**TO BE DONE:**
Please rewrite the rows below as a numbered list, starting at the line that contains "Task: Where can the elderly" and ending with the line that contains "x=259, y=266", leaving out any blank lines. Include only the lines in that span.

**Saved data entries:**
------

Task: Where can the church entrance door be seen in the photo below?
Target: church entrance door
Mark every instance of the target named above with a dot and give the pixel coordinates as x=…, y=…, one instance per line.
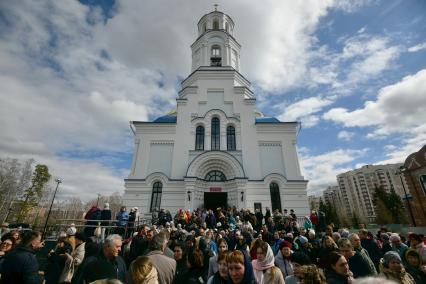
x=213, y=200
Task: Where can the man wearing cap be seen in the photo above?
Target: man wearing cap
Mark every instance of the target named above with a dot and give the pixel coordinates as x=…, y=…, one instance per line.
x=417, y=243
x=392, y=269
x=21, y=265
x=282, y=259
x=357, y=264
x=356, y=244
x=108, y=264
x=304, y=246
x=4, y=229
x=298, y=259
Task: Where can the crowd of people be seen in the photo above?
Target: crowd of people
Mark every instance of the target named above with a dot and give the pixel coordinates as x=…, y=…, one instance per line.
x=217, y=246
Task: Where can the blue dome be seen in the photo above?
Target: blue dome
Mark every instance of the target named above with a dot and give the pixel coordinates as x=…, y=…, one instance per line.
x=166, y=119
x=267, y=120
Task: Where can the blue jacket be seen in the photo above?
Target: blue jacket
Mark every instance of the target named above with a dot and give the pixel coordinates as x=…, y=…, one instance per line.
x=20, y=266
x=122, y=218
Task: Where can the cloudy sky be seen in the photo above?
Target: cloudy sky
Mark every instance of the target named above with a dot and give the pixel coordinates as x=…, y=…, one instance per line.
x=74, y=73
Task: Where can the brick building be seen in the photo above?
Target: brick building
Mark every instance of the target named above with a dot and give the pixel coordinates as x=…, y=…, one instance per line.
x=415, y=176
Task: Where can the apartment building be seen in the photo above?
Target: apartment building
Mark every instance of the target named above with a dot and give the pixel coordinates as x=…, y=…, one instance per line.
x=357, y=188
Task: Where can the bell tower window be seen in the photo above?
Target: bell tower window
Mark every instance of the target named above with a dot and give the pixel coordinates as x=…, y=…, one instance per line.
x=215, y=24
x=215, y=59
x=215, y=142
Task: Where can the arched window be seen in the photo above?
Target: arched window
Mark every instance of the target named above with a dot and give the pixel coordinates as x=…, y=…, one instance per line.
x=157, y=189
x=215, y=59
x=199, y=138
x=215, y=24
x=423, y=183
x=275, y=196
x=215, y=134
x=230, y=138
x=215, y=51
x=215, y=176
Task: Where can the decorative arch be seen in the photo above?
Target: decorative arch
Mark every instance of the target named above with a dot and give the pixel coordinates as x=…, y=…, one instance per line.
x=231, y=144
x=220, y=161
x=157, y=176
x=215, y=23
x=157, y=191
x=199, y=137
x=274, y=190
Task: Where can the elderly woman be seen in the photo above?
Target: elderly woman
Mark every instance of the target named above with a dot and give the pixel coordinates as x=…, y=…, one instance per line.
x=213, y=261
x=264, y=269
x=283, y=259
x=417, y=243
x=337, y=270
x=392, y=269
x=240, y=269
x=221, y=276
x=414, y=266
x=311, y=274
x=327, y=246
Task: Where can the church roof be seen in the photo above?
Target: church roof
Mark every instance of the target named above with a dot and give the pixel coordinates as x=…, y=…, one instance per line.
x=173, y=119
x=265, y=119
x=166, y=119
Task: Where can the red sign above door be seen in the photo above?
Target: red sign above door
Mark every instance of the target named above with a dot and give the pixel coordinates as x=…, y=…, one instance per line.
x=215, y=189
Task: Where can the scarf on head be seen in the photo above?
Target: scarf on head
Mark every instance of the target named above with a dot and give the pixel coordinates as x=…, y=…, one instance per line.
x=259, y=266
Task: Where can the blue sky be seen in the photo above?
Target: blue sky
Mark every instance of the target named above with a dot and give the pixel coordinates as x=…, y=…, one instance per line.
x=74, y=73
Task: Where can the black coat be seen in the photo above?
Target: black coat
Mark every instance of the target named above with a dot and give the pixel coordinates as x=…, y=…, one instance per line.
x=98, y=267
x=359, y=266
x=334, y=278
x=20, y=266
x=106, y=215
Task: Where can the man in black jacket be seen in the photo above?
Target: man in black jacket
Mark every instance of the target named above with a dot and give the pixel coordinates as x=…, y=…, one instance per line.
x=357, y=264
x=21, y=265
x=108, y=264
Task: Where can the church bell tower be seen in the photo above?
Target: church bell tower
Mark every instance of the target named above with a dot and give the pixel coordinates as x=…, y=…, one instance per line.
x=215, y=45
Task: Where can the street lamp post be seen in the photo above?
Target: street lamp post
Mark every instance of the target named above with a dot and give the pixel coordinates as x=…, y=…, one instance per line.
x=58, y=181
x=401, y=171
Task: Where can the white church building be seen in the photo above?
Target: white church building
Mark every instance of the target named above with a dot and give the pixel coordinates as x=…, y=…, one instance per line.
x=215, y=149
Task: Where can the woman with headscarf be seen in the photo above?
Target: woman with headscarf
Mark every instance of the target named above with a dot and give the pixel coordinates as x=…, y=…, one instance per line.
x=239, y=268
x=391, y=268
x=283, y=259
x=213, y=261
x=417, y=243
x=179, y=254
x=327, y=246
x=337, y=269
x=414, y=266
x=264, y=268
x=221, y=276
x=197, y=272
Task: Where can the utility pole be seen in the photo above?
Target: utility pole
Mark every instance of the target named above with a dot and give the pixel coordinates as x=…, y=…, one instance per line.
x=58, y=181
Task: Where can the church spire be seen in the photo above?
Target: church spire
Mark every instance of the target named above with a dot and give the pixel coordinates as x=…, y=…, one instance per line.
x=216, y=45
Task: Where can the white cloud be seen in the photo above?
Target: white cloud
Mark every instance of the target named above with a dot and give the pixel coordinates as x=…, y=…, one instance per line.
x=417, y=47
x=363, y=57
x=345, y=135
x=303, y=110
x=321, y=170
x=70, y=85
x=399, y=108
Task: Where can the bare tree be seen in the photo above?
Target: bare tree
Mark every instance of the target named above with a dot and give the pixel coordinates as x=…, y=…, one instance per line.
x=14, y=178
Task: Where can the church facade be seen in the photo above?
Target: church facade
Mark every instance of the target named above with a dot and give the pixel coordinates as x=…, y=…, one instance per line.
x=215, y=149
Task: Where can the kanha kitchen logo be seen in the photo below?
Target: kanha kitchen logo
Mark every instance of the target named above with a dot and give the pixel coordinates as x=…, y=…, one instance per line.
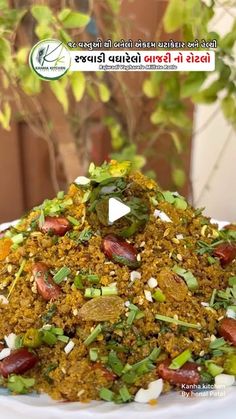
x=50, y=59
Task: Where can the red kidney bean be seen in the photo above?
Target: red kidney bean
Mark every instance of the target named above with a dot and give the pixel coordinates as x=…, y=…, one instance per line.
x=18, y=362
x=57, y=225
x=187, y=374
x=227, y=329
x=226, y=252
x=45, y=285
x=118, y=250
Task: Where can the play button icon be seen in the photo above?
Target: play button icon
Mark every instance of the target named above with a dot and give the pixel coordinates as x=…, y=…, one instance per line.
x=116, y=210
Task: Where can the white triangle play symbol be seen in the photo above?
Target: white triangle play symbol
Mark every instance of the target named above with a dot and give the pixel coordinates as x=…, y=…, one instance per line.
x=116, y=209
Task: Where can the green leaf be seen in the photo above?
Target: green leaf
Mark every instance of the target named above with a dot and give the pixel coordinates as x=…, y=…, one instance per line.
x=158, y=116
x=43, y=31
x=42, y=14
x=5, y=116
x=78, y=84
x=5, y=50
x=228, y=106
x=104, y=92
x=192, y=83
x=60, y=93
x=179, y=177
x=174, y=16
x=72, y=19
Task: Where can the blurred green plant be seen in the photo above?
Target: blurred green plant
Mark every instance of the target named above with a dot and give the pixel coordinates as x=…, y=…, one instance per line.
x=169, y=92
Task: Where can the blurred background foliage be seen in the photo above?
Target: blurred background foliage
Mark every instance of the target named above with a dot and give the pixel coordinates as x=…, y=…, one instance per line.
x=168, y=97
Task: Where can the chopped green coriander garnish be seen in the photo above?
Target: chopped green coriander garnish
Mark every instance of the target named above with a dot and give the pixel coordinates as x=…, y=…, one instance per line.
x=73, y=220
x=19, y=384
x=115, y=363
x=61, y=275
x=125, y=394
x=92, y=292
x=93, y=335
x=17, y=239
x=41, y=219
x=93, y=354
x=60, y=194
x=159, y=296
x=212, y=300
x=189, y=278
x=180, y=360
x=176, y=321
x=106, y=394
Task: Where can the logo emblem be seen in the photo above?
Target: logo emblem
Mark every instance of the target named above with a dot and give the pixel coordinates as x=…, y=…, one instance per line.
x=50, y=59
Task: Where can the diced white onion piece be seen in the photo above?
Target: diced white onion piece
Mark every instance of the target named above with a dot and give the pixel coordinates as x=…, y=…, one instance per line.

------

**SOLUTION FOR THIS TASK:**
1. Task: Where can the elderly woman be seen in the photo above?
2. Target: elderly woman
3. Mark every instance of the target named above with a dot and give the pixel coordinates as x=…, y=…, one instance per line.
4. x=213, y=261
5. x=264, y=269
6. x=283, y=259
7. x=417, y=243
8. x=337, y=270
9. x=392, y=269
10. x=240, y=269
11. x=221, y=276
12. x=414, y=266
13. x=311, y=274
14. x=327, y=246
15. Task: Where can the church roof be seen in the photo above?
16. Target: church roof
17. Mark every instance of the target named above with a dot and give the pixel coordinates as x=…, y=…, one instance per line.
18. x=173, y=119
19. x=265, y=119
20. x=166, y=119
21. Task: Where can the red sign above door be seen in the photo above?
22. Target: red sign above door
23. Mark every instance of the target named above with a dot and give the pixel coordinates as x=…, y=…, one instance per line.
24. x=215, y=189
25. Task: Where can the scarf on head be seen in the photo above?
26. Target: scarf on head
27. Mark every instance of the target named above with a dot and give the pixel coordinates as x=…, y=…, one instance per line.
28. x=259, y=266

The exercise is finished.